**Records from a dataset:**
=-=-=-=-=
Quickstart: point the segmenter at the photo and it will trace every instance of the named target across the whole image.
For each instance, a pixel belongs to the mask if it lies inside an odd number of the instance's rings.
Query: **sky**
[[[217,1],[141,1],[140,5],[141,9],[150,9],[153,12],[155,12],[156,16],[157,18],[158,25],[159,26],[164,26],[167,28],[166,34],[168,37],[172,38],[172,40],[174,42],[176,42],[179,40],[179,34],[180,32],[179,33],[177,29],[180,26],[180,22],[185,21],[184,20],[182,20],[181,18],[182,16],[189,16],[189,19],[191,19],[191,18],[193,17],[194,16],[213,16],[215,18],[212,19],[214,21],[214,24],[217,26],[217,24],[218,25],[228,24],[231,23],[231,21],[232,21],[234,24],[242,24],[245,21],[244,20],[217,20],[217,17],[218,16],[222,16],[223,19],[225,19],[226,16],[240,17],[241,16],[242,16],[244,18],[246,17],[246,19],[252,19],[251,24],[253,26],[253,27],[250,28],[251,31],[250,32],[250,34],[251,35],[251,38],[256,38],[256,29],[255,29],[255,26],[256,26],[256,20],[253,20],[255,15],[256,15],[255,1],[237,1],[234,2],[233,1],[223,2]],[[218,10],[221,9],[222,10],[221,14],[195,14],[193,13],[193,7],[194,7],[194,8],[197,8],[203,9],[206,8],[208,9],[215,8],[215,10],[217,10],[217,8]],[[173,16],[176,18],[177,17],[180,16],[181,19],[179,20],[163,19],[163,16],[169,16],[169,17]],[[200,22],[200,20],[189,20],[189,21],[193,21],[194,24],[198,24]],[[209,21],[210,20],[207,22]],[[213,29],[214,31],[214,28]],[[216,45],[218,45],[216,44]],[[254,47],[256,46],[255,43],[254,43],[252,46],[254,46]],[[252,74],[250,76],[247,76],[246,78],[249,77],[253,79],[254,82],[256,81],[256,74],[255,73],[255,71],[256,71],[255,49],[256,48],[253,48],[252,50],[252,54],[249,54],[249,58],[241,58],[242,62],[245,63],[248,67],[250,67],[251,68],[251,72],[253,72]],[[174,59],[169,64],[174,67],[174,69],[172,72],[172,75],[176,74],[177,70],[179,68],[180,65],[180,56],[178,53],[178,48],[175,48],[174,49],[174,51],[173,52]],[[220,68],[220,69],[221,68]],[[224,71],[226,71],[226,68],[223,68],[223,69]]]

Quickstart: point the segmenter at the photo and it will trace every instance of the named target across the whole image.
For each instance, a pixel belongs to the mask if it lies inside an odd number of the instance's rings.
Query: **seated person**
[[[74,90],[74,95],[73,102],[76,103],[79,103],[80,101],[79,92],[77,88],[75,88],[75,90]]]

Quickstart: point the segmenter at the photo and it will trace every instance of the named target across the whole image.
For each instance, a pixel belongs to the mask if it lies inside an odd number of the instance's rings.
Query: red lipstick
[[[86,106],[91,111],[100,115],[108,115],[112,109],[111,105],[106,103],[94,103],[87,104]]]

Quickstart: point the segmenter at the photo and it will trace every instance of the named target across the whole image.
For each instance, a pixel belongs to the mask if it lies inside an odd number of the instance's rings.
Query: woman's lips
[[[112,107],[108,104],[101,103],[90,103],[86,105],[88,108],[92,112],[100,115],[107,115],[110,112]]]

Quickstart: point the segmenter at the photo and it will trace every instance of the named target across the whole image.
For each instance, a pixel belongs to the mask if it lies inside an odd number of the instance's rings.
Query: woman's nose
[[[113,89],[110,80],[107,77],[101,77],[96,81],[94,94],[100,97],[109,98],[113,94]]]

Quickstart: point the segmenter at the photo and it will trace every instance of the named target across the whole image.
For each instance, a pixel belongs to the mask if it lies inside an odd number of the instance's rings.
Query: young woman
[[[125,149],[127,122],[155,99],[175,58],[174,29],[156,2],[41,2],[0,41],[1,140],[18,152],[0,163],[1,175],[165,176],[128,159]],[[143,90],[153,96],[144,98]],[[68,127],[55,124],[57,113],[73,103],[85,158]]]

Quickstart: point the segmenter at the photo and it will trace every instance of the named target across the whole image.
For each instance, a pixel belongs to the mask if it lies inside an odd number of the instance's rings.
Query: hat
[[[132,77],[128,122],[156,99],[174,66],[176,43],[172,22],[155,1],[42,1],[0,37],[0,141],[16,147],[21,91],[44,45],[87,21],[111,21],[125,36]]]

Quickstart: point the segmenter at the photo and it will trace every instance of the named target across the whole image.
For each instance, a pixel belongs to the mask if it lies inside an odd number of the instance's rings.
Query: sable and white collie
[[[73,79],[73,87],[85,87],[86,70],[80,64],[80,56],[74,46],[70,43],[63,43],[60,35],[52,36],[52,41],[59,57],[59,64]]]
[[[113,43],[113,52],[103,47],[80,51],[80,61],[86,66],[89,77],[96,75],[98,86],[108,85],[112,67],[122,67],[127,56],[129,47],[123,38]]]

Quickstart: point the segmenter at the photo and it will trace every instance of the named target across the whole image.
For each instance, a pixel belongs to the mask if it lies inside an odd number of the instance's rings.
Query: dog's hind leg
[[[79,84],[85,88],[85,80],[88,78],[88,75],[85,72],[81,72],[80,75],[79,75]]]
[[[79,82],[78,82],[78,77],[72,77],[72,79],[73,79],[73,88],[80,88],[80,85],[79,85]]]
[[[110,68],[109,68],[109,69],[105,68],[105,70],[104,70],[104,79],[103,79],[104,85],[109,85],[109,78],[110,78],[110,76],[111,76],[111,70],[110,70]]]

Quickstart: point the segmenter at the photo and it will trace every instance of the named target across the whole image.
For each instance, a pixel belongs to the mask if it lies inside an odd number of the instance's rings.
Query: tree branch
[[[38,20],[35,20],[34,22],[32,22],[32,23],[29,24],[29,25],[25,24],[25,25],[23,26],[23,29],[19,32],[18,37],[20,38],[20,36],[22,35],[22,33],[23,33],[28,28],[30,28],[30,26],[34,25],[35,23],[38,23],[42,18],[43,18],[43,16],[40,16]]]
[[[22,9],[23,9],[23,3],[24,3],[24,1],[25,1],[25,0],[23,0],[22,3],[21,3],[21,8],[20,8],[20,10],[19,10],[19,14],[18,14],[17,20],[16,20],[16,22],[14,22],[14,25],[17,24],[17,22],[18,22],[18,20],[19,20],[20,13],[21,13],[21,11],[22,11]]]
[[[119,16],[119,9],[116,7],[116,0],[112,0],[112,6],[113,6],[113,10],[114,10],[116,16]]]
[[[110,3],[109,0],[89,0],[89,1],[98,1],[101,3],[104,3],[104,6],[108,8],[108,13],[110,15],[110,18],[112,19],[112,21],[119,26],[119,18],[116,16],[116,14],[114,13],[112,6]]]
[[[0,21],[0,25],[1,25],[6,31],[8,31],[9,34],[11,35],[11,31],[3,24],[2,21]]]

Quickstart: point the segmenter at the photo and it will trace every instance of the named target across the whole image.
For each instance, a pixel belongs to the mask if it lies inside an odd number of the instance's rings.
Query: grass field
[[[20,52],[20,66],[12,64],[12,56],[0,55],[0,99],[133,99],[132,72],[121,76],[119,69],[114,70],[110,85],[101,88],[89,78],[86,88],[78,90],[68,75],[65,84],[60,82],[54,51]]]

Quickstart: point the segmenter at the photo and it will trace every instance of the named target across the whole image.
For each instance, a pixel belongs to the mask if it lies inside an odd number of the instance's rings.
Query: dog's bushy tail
=-=-=-=-=
**EXERCISE TASK:** Rewrite the material from its first line through the line containing "Query: **sky**", swapping "segmenter" for "tool" and leaving everything else unchanged.

**IN RESPONSE:**
Quickstart: point the tool at the photo and it will trace every instance of the named target across the whole image.
For each instance, a pixel belongs to the mask if it lies inside an odd number of the instance's rings.
Query: **sky**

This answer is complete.